____ Passage to read

As Benjamin Disraeli said, ‘There are three kinds of lies: lies, damned lies, and statistics.’*
RenewableUK, the voice of the wind and solar power industry, and the Department for Business, Energy & Industrial Strategy (BEIS) are keen to demonstrate that there is overwhelming public support for the development of onshore and offshore wind farms, despite increasingly vocal protests from host communities and from environmentalists concerned for the damage caused to peatlands, birds and other wildlife.
So how can RenewableUK justify announcements like this, from a press release in May: ‘Support for building onshore wind farms remains overwhelmingly high at 70 percent – with levels of support exactly the same among people who live within five miles of a wind farm as those living elsewhere?’
The answer is in the use of statistics and framing the questions to give the pollsters the answers they want, or by asking the opinions of only a select group of the public.
It seems very likely that RenewableUK and BEIS seek to obscure the views of those forced to accept industrial wind turbines as their near neighbors.
There are roughly 10,961 onshore wind turbines in the UK with 8,366 or 76 percent of them in Scotland. An additional further 1,722 turbines are going through the planning process in Scotland.
Many are up to 260m tall (about 850ft), a height previously considered suitable only for offshore locations.
Since 2013, when most turbines were under 150m (about 500ft), the Scottish Government has recognized that there are adverse environmental impacts of wind farms on communities and recommends a minimum separation distance of 2km (about a mile and a quarter).
If the adverse impacts of wind turbines are recognized to affect rural host communities rather than urban communities, it would seem sensible to weight the respondents in a poll of opinions regarding onshore wind farms in favor of rural residents.
And if three-quarters of turbines in the UK are in Scotland, wouldn’t it be logical that three-quarters of respondents to a poll on wind turbines should be from Scotland?
The latest RenewableUK poll conducted by YouGov claimed to show ‘overwhelming support’ of 70 percent for onshore wind farms, but the questions did not define either how many turbines comprise a wind farm or how high the turbines would be.

________
____ Dataset extract

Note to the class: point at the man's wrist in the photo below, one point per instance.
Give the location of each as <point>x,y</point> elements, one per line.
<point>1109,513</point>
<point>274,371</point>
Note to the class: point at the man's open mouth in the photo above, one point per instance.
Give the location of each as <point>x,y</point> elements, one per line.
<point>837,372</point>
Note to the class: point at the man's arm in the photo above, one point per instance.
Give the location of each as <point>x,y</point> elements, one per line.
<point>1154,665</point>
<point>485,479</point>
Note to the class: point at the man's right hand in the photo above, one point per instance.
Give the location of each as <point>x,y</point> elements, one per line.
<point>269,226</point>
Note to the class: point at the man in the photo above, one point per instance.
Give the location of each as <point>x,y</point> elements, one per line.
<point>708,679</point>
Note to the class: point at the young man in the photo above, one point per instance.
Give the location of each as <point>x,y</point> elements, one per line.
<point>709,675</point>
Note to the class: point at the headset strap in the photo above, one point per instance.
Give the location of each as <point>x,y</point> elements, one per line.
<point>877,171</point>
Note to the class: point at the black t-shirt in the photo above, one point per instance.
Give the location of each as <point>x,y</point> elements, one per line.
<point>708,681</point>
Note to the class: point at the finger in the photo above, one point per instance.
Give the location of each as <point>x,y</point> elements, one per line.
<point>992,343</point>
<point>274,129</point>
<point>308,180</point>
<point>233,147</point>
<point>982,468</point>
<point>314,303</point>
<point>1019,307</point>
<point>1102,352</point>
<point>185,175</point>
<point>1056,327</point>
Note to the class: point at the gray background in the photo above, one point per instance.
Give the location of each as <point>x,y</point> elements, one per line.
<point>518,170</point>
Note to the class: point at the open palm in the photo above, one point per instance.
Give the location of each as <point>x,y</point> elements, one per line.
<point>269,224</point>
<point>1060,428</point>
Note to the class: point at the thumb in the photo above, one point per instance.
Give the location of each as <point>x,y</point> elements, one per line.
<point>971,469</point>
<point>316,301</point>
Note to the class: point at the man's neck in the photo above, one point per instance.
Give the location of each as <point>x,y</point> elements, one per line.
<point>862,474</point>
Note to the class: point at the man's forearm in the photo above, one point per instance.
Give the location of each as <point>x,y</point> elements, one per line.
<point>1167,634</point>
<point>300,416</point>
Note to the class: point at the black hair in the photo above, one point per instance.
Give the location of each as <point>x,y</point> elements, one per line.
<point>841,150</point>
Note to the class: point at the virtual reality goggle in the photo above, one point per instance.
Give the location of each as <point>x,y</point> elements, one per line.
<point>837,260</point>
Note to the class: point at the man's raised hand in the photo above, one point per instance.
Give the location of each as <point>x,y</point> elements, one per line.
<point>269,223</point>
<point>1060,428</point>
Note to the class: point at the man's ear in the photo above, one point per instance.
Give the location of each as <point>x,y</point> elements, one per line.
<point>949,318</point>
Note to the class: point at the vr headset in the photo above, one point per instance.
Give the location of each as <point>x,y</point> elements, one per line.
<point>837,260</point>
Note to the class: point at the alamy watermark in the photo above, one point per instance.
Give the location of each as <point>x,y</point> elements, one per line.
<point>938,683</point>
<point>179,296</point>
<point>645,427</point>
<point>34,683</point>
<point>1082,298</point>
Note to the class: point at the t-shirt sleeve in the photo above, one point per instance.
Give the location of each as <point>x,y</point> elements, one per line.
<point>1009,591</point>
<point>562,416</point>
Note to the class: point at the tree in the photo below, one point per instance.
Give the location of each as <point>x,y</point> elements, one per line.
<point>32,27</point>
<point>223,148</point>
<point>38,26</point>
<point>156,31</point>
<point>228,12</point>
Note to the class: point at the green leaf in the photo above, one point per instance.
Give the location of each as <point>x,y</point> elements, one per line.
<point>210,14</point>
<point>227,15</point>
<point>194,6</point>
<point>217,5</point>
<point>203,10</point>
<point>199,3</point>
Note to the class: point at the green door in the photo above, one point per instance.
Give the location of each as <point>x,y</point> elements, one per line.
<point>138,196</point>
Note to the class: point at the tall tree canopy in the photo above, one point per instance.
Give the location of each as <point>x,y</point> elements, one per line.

________

# Exercises to complete
a) In the article on wind farm polling, what minimum separation distance between wind farms and communities does the Scottish Government recommend?
b) Duplicate the part of the article on wind farm polling starting with "It seems very" and going on through "for offshore locations.".

# Answers to the tasks
a) It recommends a minimum separation distance of 2km (about a mile and a quarter).

b)
It seems very likely that RenewableUK and BEIS seek to obscure the views of those forced to accept industrial wind turbines as their near neighbors.
There are roughly 10,961 onshore wind turbines in the UK with 8,366 or 76 percent of them in Scotland. An additional further 1,722 turbines are going through the planning process in Scotland.
Many are up to 260m tall (about 850ft), a height previously considered suitable only for offshore locations.